## BEGIN SOURCE DOCUMENT
# Catfish have gone south...LOL



## Willfire67 (Oct 8, 2011)

On my property I bought in June is a 1/3 acre, 12' deep pond. The catfishing was GREAT in the summer. I noticed that after the water fell below 80 degress, the fishing slowed down. Now, the water is at 44 and the cats have stopped hitting all together! Is this normal or does anybody have any tips for me to try.
I have been fishing with a bobber, fishing at the bottom, nightcrawlers and beef liver (which worked great when it was warm out), absolutley nothing now. Im even "cheating" by throwing in some floating fish food to attact them to the surface to bobber fish. (Its worked in the past)


----------



## rustyfish (Apr 27, 2004)

Catfish fish bite best on days that the trees have leaves. lol spring is just around the bend.


----------



## Catproinnovations (Dec 8, 2009)

rustyfish said:


> Catfish fish bite best on days that the trees have leaves. lol spring is just around the bend.


not true some of the best catfishing is late october mid november you can consistently catch them till ice on.


----------



## Willfire67 (Oct 8, 2011)

i have to agree with Rustyfish. My best catfishing is July thru late Sept. Whats the trick for late October thru November? Cuz I have only caught a total of 3 fish since October 1st.


----------



## Salmonid (Apr 14, 2004)

pond catfish are definately tricky to catch in colder weather but they will still bite, I got 10 just 3 days ago in water that was 39.8 degrees. Fish were on mud bottom, and in some of the depest water in the lake. I suggest you use small baits, small hooks and keep moving around until you get them, they will definately be on the bottom, We never use floats and the bites can still be very hard. If your beating up on the fish, ( catch and releasing them) they get pretty smart so youll have to keep changing baits and tactics to keep catching them. we get channels all winter long so dont give up!

Salmonid


Salmonid


----------



## Willfire67 (Oct 8, 2011)

Thanks Mark! Went out today as well, nothing. They didnt even come up to eat the float food I threw in. I will try again tomorrow. What type of baits do you use, especially this time of year?


----------



## rustyfish (Apr 27, 2004)

Catproinnovations said:


> not true some of the best catfishing is late october mid november



? So if you could pick anytime of the year to catch the most or largest catfish it would be in late Oct and Nov? I'll just wait untill the water is twice as warm and the fish are eating twice as much food. Not saying they cant be caught all year because i know they can, but it is hard work after the water turns cold.
## END SOURCE DOCUMENT
## BEGIN SOURCE EXCERPT
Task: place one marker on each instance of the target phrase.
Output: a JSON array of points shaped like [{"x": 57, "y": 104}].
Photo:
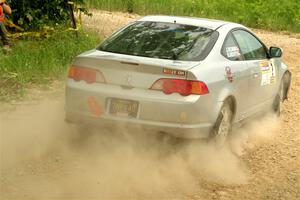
## END SOURCE EXCERPT
In the catfishing thread, why does Salmonid say an angler will have to keep changing baits and tactics? Answer in one to three sentences.

Salmonid says that if you keep catching and releasing the fish, they get pretty smart. To keep catching them, you have to keep changing your baits and tactics.